● Problem details
Take the line that contains "Task: indicate the poster" and all lines after it, up to and including the last line of the data, and write them out exactly; nothing else belongs in the answer.

Point labeling dataset excerpts:
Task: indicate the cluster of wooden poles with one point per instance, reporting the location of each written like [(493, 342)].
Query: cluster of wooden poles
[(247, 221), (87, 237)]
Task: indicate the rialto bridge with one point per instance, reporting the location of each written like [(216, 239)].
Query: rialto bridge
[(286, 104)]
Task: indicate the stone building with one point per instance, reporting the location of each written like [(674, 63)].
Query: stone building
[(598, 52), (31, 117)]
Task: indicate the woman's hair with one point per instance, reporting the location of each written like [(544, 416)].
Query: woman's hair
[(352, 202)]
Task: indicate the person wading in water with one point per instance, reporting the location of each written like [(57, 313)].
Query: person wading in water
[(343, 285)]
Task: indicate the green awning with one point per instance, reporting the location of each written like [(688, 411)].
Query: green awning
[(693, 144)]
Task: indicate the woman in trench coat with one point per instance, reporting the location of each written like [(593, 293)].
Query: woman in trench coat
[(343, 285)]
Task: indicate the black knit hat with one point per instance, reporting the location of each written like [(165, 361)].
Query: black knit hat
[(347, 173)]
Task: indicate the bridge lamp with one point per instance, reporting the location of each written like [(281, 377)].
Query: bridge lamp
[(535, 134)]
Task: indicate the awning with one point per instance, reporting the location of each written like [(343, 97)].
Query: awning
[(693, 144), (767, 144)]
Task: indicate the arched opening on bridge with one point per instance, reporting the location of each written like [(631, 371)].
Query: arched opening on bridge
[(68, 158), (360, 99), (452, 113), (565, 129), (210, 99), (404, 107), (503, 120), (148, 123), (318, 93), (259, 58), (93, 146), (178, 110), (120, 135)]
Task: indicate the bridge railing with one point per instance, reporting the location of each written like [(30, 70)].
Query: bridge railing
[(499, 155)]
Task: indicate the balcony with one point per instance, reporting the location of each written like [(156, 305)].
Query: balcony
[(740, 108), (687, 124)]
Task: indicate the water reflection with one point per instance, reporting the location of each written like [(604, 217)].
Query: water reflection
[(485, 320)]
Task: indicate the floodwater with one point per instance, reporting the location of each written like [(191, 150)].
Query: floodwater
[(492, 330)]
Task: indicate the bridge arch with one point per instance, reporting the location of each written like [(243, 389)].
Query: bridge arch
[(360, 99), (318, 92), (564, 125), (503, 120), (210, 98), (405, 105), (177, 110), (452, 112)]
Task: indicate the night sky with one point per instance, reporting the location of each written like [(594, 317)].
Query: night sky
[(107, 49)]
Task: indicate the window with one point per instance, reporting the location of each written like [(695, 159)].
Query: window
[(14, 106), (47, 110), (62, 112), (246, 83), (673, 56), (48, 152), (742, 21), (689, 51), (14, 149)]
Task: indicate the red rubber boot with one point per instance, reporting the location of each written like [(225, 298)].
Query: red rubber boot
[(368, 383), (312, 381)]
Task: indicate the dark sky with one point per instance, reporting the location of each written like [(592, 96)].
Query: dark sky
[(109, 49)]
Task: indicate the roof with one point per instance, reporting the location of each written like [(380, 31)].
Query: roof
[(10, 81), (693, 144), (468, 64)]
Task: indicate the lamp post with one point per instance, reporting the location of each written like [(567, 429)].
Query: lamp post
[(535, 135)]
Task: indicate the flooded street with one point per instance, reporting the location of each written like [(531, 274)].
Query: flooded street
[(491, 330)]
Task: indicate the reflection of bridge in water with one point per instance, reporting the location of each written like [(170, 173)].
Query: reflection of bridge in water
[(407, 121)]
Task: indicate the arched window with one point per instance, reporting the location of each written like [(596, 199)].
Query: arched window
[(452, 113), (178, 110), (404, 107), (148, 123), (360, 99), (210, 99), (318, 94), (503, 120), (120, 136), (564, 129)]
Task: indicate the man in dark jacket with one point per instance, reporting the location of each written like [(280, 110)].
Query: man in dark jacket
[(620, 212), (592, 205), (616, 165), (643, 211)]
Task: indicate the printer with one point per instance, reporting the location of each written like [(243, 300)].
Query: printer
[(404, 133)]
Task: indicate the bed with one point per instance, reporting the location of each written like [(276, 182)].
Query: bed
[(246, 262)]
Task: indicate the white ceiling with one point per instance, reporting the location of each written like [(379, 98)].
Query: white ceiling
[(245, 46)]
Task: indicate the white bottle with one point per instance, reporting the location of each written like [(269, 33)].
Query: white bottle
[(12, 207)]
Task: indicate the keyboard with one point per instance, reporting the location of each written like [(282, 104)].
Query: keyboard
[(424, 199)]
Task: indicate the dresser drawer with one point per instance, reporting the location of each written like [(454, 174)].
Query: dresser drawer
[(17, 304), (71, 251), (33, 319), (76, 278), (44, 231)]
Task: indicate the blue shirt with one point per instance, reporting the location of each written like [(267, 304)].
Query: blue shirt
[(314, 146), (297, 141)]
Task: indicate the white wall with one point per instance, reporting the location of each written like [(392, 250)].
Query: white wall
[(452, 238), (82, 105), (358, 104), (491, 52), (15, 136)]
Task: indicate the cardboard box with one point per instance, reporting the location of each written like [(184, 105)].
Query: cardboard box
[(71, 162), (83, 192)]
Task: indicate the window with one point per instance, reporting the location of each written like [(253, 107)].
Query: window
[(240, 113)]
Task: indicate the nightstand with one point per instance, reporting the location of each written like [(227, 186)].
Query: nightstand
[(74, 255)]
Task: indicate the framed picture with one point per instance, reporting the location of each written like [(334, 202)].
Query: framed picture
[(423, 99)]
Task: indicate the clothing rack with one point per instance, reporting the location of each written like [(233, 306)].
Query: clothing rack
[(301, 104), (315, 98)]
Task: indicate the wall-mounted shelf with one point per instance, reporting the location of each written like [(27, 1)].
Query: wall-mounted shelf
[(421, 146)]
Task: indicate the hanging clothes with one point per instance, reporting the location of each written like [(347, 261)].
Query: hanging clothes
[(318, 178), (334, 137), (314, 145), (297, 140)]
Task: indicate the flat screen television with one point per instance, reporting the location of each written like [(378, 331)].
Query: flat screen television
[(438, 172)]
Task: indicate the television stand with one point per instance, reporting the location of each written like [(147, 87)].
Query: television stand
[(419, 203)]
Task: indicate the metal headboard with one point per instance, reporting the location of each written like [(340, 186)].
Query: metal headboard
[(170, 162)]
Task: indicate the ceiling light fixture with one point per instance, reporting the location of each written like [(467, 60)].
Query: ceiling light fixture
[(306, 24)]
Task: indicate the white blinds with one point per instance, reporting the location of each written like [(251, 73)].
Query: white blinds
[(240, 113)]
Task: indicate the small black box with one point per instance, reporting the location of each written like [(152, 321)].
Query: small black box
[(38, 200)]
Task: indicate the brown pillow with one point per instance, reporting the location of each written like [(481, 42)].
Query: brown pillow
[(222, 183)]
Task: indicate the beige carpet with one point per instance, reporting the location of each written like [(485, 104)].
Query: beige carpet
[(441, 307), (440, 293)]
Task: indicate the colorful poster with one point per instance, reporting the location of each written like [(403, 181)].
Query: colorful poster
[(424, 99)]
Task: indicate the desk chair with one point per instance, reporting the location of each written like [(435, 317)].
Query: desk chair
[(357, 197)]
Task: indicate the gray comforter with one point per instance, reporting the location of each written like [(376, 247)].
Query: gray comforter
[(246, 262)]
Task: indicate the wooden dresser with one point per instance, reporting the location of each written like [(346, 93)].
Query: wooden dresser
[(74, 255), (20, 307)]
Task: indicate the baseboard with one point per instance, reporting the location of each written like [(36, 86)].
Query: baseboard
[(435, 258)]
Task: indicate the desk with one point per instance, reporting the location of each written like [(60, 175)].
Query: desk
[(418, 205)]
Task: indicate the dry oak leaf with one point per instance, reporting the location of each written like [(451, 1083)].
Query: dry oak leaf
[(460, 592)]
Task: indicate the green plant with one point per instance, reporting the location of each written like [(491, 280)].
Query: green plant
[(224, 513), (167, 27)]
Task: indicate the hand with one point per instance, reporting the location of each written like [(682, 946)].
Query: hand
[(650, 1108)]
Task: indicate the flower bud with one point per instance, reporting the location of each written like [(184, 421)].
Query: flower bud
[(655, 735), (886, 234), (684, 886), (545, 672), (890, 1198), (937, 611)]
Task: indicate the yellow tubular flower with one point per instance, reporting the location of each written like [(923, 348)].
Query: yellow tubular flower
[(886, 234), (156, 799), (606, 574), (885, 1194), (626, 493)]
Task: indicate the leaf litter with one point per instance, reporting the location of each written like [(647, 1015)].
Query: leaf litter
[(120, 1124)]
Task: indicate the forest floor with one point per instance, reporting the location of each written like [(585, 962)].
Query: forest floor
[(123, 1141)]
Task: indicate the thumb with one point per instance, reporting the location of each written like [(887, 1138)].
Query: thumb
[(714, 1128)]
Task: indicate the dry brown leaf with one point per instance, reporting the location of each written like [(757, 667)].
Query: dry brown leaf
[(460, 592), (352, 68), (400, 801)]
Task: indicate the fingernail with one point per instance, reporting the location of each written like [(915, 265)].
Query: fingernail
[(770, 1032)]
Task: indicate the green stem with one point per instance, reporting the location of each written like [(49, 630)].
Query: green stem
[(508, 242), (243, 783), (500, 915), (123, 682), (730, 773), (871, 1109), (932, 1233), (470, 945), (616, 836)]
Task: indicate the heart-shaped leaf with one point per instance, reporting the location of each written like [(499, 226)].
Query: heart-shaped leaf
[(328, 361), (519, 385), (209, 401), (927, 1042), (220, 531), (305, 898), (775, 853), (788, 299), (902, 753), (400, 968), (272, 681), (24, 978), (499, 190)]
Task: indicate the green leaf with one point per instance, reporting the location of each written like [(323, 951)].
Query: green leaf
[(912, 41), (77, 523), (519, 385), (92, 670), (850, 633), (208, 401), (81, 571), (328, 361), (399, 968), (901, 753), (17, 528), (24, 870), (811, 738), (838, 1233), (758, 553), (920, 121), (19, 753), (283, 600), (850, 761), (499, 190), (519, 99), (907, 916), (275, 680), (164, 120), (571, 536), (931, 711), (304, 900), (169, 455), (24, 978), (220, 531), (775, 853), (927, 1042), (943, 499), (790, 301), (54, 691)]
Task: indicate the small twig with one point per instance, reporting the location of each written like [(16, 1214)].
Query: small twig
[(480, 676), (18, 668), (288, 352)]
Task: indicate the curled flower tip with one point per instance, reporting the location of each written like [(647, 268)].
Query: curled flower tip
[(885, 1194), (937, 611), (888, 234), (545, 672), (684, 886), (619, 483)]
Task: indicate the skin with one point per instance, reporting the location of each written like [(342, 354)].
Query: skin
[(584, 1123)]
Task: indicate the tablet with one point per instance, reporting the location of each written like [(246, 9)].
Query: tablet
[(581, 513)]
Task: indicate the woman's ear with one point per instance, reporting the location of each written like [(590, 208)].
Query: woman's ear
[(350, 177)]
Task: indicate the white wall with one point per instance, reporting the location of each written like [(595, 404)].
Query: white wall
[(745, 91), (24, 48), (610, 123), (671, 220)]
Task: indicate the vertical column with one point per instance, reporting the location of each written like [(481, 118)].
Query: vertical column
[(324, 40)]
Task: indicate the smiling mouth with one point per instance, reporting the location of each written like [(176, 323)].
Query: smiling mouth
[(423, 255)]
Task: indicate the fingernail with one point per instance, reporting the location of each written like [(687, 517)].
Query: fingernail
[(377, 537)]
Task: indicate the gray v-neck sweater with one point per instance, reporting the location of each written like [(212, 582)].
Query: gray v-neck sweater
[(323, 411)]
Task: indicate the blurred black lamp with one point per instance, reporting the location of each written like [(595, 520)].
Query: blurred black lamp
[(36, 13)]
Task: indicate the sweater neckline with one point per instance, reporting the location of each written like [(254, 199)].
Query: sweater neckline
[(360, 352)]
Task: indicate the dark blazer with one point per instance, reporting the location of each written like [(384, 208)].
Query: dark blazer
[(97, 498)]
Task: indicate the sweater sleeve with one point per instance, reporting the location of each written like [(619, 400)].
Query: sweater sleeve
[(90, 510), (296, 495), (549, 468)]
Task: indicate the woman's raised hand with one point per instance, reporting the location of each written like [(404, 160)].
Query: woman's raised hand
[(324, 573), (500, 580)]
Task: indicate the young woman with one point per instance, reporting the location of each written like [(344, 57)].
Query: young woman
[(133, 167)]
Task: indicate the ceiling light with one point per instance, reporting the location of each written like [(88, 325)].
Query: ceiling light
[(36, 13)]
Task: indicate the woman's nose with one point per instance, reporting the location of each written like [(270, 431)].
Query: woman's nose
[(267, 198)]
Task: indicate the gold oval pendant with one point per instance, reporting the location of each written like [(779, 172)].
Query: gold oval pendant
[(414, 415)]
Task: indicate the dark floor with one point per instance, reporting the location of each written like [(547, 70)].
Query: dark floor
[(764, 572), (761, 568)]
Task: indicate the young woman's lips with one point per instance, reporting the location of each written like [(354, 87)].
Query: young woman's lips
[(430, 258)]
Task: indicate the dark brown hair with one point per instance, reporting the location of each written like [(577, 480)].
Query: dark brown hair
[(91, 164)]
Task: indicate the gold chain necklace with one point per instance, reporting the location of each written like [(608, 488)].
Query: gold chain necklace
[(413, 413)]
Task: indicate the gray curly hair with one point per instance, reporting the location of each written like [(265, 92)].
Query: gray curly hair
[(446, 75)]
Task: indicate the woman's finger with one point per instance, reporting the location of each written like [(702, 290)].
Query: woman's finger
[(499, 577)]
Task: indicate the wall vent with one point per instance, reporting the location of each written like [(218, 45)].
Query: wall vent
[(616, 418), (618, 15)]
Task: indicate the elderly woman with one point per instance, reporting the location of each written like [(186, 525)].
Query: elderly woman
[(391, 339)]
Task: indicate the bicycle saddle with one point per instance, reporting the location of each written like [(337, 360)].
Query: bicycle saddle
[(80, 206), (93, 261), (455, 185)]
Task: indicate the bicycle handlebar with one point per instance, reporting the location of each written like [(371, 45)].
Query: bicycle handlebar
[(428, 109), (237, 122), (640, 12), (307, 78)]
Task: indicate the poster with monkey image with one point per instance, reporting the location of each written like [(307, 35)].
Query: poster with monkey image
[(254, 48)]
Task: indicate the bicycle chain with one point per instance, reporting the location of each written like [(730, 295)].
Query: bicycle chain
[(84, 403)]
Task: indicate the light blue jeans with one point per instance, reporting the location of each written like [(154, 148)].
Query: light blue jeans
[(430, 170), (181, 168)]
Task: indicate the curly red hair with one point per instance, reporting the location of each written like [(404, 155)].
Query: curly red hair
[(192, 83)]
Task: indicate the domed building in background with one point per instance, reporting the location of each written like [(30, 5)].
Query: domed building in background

● The answer
Task: indicate the poster with monkey image with one point per instance, reporting the location of each written like [(307, 35)].
Query: poster with monkey image
[(254, 48)]
Task: indicate the bicycle chain with one point per instance, reporting the location of each written like [(730, 295)].
Query: bicycle chain
[(84, 403)]
Task: indicate the light blue jeans with one point per instance, reporting the location of each written like [(154, 148)].
Query: light blue jeans
[(430, 170), (181, 168)]
Task: indicate the curly red hair with one point per instance, reporting the location of each written like [(404, 155)].
Query: curly red hair
[(192, 83)]
Task: indicate the domed building in background with one point per instance, reporting the location of each written like [(30, 5)].
Query: domed building in background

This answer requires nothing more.